— ABOUT THIS EXERCISE —
Wherever the word "roof" appears in a line of the data, that line should be copied.

BEGIN DATA EXCERPTS

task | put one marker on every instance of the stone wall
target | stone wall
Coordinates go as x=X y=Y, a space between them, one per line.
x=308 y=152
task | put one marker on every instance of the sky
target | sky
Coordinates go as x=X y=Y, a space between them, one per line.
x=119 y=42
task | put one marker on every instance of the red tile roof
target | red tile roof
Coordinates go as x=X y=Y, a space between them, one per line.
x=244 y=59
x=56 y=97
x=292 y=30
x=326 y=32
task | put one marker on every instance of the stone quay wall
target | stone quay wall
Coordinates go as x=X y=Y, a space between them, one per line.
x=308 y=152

END DATA EXCERPTS

— COMPLETED TASK —
task | put one marker on every instance of the red tile roof
target | red tile roof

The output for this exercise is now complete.